(Collection entries)
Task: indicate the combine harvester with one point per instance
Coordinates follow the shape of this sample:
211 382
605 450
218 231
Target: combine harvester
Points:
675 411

▶ _Your task_
Within the entries above, find every line where the string "combine" occurs, and copy it.

▶ _Written solution_
Task: indicate the combine harvester with one point per instance
Target: combine harvester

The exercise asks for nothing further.